| Directions |
All of the data is to be written out again exactly, without the pictures.
═══ Records provided ═══
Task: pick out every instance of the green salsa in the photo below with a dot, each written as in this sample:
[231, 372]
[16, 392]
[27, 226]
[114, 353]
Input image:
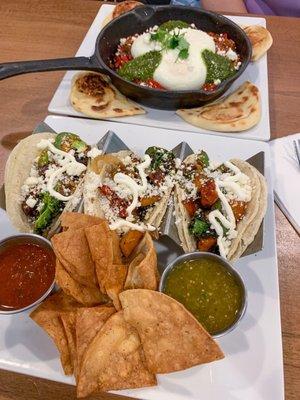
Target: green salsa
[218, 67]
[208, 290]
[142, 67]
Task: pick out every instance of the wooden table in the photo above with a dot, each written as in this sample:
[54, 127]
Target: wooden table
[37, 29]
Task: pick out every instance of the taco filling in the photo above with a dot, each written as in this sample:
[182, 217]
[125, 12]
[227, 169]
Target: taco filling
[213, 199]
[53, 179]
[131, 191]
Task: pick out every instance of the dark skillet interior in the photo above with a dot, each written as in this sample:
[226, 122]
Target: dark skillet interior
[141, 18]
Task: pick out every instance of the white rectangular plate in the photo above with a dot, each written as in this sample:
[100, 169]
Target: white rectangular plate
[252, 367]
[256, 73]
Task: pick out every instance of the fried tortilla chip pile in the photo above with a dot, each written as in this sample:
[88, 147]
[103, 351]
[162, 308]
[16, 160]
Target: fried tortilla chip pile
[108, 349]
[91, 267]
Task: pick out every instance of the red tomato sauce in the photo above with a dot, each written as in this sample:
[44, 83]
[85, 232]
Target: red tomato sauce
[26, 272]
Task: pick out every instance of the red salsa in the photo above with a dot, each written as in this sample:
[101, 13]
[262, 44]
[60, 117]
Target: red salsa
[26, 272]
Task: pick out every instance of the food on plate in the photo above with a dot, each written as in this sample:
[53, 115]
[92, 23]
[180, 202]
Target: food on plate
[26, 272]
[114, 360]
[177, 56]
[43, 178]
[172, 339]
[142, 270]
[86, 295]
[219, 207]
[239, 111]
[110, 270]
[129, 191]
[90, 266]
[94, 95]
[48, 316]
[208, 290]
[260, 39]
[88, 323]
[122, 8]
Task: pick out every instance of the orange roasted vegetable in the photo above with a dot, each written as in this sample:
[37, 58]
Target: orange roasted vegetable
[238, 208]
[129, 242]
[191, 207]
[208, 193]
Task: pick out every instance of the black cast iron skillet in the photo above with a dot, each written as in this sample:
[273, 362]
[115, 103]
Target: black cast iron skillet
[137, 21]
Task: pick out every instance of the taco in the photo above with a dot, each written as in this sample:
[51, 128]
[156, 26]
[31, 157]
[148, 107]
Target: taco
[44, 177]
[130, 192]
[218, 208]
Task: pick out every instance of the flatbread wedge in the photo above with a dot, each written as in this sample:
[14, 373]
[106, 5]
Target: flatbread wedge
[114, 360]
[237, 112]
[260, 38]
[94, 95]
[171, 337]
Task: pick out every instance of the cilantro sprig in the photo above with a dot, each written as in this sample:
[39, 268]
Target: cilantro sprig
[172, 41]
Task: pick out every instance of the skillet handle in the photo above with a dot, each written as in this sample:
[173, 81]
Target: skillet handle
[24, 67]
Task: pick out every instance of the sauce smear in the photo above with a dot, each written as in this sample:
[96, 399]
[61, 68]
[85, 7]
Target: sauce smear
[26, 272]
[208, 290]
═══
| Task solution |
Task: pick out every instance of the green salsa in the photo below with a dot, each written as in this sample:
[231, 372]
[16, 392]
[27, 226]
[114, 353]
Input image:
Target: green salsa
[218, 67]
[208, 290]
[142, 67]
Task: pick out every instance of the wooden table in the photo above with a dot, each written as in this sample:
[54, 127]
Target: wooden table
[37, 29]
Task: pick out every instance of the taco filling in the photo above with a dot, each written as in this sample:
[182, 217]
[125, 12]
[227, 169]
Target: taco filling
[213, 199]
[53, 179]
[131, 191]
Task: pick out every instance of the dark skillet interior in the photo above with a dot, each written as in this sample:
[226, 122]
Target: dark skillet interior
[141, 18]
Task: pick out every instance of the white rectangular plate in the photo above with a dot, each written as in this sample:
[100, 169]
Target: white rectangular plate
[252, 367]
[256, 73]
Task: pick out every instance of the fried tortilla chip pile in the photo above with a dot, each written as in this sample:
[88, 147]
[103, 351]
[162, 308]
[16, 160]
Target: fried tortilla chip pile
[108, 349]
[91, 267]
Task: pick out every instance of the red tomato sauce in the photo above with a dot, each written as in this sample:
[44, 83]
[85, 232]
Target: red tomato sauce
[26, 272]
Task: pick out every instance of the red salsa in the photo above with a dot, each written as in this sample:
[101, 13]
[262, 44]
[60, 117]
Target: red salsa
[26, 272]
Task: pick out every instance of the food on plate in the photo above with a dot, each written as in this sample:
[53, 115]
[92, 23]
[180, 202]
Target: food on plate
[26, 272]
[114, 360]
[177, 56]
[43, 178]
[172, 339]
[142, 270]
[86, 295]
[219, 207]
[239, 111]
[110, 270]
[129, 191]
[90, 266]
[94, 95]
[48, 316]
[208, 290]
[260, 39]
[88, 323]
[122, 8]
Task: pick out every instance of the orange roasted vegetable in the photo above with a dot, each written as in this sample:
[37, 58]
Target: orange roasted vegetable
[238, 208]
[129, 242]
[191, 207]
[208, 193]
Task: pick out every instance of the black cast iron skillet in the photo above with a dot, each written as in this sample:
[273, 362]
[115, 103]
Target: black cast iron skillet
[137, 21]
Task: pick out every instance of the taco in the photo above with a dot, each written as in this sample:
[51, 128]
[156, 26]
[31, 157]
[148, 107]
Target: taco
[44, 177]
[130, 192]
[218, 208]
Task: pick out every instance of the flatbread wedge in the photo above with a dot, each written as in this sample:
[14, 373]
[106, 5]
Target: flatbread wedge
[114, 360]
[237, 112]
[260, 38]
[94, 95]
[171, 337]
Task: pick out every instance of the cilantro sprig in the photo above with a dot, each written as in this sample:
[39, 268]
Target: cilantro sprig
[172, 41]
Task: pick out every instance of the skillet handle in the photo above with a dot, each written as in this sample:
[173, 81]
Target: skillet handle
[24, 67]
Task: pick out every instance of the sauce smear in the photo above with a dot, each written as in this sample:
[96, 399]
[61, 68]
[85, 7]
Target: sauce smear
[26, 272]
[208, 290]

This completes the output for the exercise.